Pedido escrito A: No texto do recurso, qual é o prazo que o despacho do relator dá às partes para dizerem o que tiverem por conveniente?
Pedido escrito B: Escreva a continuação do texto do recurso a partir do ponto em que ele termina.

Texto citado:
#####
A recorrente quer ver julgada inconstitucional a norma do artigo 1.º
da Lei n.º 75/98, de 19 de Novembro, quando interpretada no sentido de que a
garantia das prestações alimentares a cargo do Fundo de Garantia de Alimentos
Devidos a Menores cessa com a maioridade, não tendo o âmbito do artigo 1880.º do
Código Civil, por violação do disposto nos artigos 70.º, n.º 1 alínea a) e n.º
2, 68.º n.º 1, 67.º n.ºs. 1 e 2 alíneas c) e f), 18.º n.ºs. 1 e 2 e artigo 9.º
alíneas d) e f) da Constituição da República Portuguesa.
2. O recurso foi admitido e prosseguiu, com produção de alegações
por parte da recorrente e do Ministério Público.
O relator proferiu, depois, o seguinte despacho (fls 259):
“O presente recurso foi interposto ao abrigo da alínea b) do n.º 1 do artigo
70.º da Lei n.º 28/82, de 15 de Novembro (LTC). Este preceito, em conjugação com
o n.º 2 do artigo 72.º do mesmo diploma, exige que o recorrente tenha suscitado
a questão de constitucionalidade que quer ver apreciada pelo Tribunal
Constitucional, de modo processualmente adequado, perante o tribunal que
proferiu a decisão recorrida, em termos de este estar obrigado a dela conhecer.
No caso, após várias vicissitudes, o recurso para o Supremo Tribunal de Justiça
foi mandado seguir como de agravo simples (tinha sido interposto ao abrigo do
n.º 4 do artigo 678.º do Código de Processo Civil), sendo decidido valer como
alegação da recorrente a peça de fls. 65 a 70 dos autos, que contém também o
requerimento de interposição do recurso do acórdão do Tribunal da Relação (Cf.
despacho de fls. 202-203). Portanto, em princípio, seria aí que a recorrente
deveria ter chamado expressamente o Supremo Tribunal de Justiça a desaplicar a
norma em causa com fundamento em inconstitucionalidade, não parecendo que possam
aproveitar-se para o efeito as alegações de recurso para o Tribunal da Relação
de Guimarães, como a recorrente pretende no requerimento de interposição do
recurso de constitucionalidade ( fls. 229).
Ora, não se vislumbra naquela peça (nem, aliás, em qualquer outra intervenção da
recorrente perante o Supremo Tribunal de Justiça que seja anterior ao acórdão
recorrido) a colocação de qualquer questão de constitucionalidade normativa.
Por outro lado, não aparenta desenhar-se um caso enquadrável no tipo daquelas
situações excepcionais ou anómalas em que, num entendimento funcional do
referido ónus, a jurisprudência do Tribunal tem considerado não ser exigível que
o recorrente colocasse a questão ao tribunal a quo antes de este ter proferido a
decisão recorrida. Além do mais, porque foi o recorrente quem, para obstar a que
o recurso fosse julgado deserto, fez valer essa peça como incorporando as
alegações do agravo (Cf. acórdão de fls. 189, que recaiu sobre a reclamação para
a conferência).
Deste modo, afigurando-se plausível que venha a decidir-se não conhecer do
objecto do recurso, notifique as partes para dizerem o que tiverem por
conveniente, no prazo de 10 dias.”
#####
Entradas de indicação de objetos em fotos:
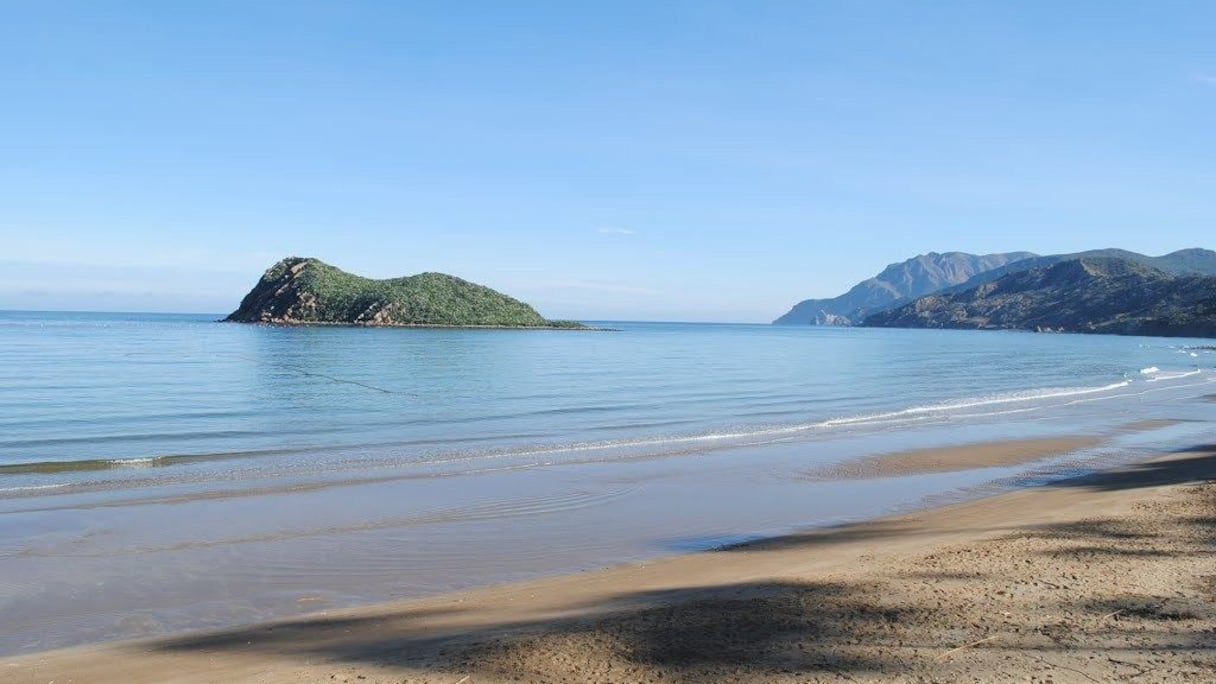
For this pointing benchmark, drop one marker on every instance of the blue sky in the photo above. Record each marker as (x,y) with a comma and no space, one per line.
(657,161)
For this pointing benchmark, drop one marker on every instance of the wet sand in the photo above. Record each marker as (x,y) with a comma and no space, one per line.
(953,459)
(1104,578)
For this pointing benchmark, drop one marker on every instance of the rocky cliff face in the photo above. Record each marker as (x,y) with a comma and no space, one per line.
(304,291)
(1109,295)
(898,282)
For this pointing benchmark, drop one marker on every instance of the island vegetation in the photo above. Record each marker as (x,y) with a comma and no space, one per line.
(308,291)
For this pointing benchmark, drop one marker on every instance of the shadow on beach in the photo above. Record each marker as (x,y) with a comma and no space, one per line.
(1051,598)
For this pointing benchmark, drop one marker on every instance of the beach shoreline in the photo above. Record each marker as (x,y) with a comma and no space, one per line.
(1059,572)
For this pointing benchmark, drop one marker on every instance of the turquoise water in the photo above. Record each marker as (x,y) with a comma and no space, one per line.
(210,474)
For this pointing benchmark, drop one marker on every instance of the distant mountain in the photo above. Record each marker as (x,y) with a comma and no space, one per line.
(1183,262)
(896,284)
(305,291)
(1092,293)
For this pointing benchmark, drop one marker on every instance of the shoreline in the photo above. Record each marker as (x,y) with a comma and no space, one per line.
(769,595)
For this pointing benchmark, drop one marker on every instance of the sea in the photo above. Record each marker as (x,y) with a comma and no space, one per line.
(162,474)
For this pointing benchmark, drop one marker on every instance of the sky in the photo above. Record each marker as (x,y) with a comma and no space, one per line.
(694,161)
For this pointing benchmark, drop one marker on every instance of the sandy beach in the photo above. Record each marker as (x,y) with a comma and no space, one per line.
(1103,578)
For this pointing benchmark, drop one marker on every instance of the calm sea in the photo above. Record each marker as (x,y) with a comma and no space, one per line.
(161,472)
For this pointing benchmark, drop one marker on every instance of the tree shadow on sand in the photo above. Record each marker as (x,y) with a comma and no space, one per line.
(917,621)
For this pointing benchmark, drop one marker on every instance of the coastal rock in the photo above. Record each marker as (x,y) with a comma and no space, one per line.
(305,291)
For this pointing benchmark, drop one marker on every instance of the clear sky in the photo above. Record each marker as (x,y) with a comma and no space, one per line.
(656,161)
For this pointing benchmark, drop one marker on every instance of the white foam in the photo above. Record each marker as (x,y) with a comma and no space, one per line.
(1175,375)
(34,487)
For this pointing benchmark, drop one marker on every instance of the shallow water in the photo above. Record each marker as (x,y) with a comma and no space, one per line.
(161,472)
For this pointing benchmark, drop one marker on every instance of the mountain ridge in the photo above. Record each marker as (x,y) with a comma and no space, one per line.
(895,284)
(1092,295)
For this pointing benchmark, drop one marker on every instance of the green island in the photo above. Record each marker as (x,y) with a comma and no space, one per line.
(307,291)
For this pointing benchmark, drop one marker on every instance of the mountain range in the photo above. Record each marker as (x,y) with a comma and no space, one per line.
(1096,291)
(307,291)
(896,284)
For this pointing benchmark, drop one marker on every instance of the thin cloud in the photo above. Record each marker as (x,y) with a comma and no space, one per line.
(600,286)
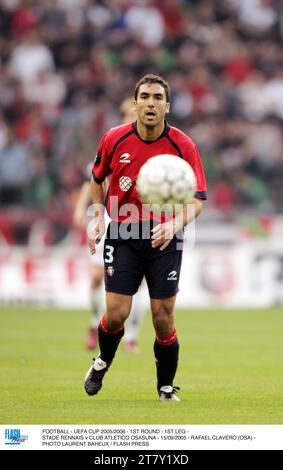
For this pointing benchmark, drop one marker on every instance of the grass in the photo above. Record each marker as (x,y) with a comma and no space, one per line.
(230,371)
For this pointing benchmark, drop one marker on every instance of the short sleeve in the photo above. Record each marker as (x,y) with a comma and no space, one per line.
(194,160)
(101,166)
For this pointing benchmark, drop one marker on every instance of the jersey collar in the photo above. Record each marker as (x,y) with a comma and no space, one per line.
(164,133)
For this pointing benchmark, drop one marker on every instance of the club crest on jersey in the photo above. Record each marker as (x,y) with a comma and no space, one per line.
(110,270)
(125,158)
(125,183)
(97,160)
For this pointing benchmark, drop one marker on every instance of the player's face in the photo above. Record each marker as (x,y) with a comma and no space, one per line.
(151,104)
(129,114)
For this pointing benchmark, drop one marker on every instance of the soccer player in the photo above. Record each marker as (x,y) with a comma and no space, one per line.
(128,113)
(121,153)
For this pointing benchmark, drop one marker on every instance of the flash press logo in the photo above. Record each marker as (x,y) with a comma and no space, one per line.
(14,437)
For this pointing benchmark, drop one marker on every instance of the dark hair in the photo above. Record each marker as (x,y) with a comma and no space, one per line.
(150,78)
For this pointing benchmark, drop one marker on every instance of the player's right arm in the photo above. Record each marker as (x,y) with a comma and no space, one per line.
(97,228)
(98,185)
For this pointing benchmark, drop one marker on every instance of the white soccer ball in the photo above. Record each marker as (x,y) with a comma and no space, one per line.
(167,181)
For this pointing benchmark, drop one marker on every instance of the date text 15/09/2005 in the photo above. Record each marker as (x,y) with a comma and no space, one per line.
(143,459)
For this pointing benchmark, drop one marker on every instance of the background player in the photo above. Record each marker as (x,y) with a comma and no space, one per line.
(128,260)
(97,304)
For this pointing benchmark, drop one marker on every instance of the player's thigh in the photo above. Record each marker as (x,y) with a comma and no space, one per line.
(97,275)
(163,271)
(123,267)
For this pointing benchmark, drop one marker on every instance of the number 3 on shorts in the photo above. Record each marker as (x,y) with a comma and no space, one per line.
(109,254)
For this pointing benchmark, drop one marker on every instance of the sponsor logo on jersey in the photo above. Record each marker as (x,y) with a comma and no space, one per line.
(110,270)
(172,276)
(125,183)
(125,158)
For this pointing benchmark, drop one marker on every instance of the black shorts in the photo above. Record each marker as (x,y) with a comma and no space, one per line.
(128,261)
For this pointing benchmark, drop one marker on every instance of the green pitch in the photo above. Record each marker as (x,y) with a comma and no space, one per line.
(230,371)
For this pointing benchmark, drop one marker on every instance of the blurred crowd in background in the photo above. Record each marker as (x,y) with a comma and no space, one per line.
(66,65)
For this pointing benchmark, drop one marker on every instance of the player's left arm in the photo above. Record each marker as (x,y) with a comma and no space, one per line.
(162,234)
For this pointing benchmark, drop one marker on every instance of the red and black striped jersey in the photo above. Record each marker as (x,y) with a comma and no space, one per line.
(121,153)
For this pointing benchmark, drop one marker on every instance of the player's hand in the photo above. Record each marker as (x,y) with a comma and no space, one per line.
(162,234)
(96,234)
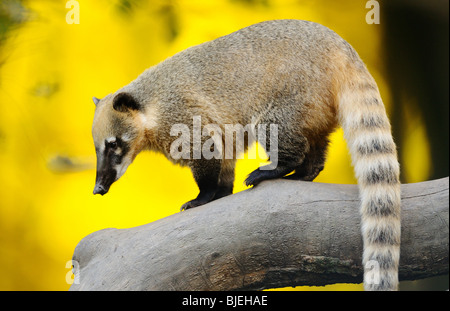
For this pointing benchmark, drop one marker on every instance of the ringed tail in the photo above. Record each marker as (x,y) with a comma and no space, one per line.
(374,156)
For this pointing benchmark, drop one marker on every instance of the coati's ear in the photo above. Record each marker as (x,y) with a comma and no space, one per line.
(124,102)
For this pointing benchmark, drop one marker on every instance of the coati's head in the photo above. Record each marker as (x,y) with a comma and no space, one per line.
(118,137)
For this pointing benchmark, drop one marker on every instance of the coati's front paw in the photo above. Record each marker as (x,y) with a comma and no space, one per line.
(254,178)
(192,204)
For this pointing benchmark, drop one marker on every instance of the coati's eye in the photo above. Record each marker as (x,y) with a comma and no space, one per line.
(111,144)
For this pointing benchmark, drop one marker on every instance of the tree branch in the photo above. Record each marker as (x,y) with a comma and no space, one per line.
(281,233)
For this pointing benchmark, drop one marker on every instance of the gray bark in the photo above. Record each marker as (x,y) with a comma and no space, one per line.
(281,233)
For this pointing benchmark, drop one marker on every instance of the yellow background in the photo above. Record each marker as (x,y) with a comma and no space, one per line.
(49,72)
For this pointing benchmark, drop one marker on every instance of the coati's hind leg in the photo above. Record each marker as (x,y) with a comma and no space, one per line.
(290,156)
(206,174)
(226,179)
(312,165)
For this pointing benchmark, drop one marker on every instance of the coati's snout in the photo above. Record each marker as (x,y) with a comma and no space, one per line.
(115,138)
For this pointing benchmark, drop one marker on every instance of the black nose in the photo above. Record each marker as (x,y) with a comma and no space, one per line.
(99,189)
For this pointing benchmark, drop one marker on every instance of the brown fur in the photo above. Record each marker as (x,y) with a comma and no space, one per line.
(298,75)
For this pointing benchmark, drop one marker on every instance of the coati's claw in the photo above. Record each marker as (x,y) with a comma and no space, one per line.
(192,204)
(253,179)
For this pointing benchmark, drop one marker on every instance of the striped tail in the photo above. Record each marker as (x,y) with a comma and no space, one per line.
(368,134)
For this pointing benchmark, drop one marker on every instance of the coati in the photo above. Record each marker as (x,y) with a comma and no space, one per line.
#####
Resposta do exercício A: O prazo é de 10 dias.

Resposta do exercício B:
Apenas respondeu a recorrente, sustentando que deve conhecer-se do
recurso de constitucionalidade, nos seguintes termos:
“Aquando da produção de alegações no agravo interposto do despacho do Tribunal
Judicial da Comarca de Braga, que fixou a cessação da prestação de alimentos
pelo Fundo de Garantia de Alimentos a Menores, foi levantada a questão da
inconstitucionalidade desta decisão, nomeadamente, na sua conclusão 4 e a fls. 5
e 6.
O sentido do acórdão do Tribunal da Relação de Guimarães foi o mesmo do deste
despacho.
Ora, o único recurso possível do acórdão do Tribunal de Guimarães é o recurso de
agravo, ao abrigo do art.º 678.º, n.º 4 do Cód. Proc. Civil, com fundamento na
contradição com outro acórdão sobre a mesma questão de direito. E foi este o
recurso interposto e admitido.
Acontece que, na alegação deste recurso, que segue os trâmites dos arts. 732.º-A
e 732.º-B do Cód. Proc. Civil, cabe apenas a demonstração da oposição de
julgados, o que foi feito.
A posição da ora Requerente quanto á desconformidade com a Constituição da
República Portuguesa da interpretação feita das normas constantes dos arts. 3º
n.º 4 da Lei 75/98 de 19 de Novembro e do art.º 9º do DL 164/99 de 13 de Maio,
e, no geral, da interpretação feita destes diplomas, com o sentido de que as
prestações que o Fundo de Garantia de Alimentos a Menores presta, cessam com a
maioridade destes, foi determinada nas já referidas alegações de recurso para o
Tribunal da Relação de Guimarães, entradas a 02 de Maio de 2002.
O Supremo Tribunal de Justiça não fixou jurisprudência, tendo-se limitado a
confirmar o acórdão do Tribunal da Relação de Guimarães e a negar provimento ao
recurso da ora Recorrente para fixação daquela.
Contudo, pronunciou-se claramente sobre a questão da (in)constitucionalidade que
havia sido levantada nas alegações já referidas, no sentido de que o seu
entendimento seria perfeitamente conforme a Constituição.
Ora, significa esta pronúncia que a questão da inconstitucionalidade foi
colocada na altura devida (a única possível), e, para mais, foi tida em
consideração por quem devia considerá-la.
Por tudo o exposto, e ainda porque se trata de uma questão de justiça social,
deverá o Tribunal Constitucional conhecer do objecto do recurso em questão.”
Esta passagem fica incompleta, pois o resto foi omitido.